Instructions to follow
In the entries below, find the line with "Query: eyebrow" and the line with "Query: woman's left hand". Print those two and everything between them exactly, and nothing else.

--- Dataset entries ---

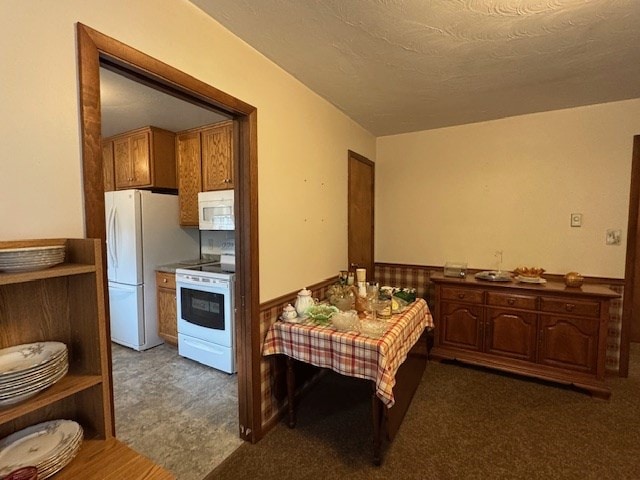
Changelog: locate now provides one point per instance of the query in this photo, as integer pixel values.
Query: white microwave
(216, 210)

---
--- Dataset entries ---

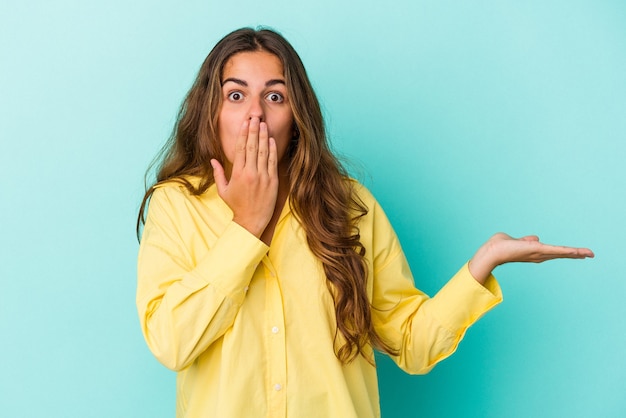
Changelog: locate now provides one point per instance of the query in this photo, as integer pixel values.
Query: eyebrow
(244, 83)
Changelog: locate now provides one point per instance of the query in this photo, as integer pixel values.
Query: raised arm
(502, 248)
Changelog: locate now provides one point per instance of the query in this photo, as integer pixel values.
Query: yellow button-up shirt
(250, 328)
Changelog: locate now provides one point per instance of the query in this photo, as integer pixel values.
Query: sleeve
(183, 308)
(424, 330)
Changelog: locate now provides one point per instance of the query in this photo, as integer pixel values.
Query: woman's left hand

---

Solution to the exercise
Query: eyebrow
(244, 83)
Changelog: locate now provides one point per instance of the query in this photo, as integer pixel values.
Query: raised arm
(502, 248)
Changelog: locate now provides one point per instance of the query in this photo, as integer pixel values.
Query: yellow button-up shirt
(250, 328)
Changelog: locate now provides one point per instance of the query in this photo, as integer pixel values.
Query: sleeve
(183, 308)
(424, 330)
Changelog: locate now provides one point per instance of the query in this photo, as integer pixel values.
Query: woman's left hand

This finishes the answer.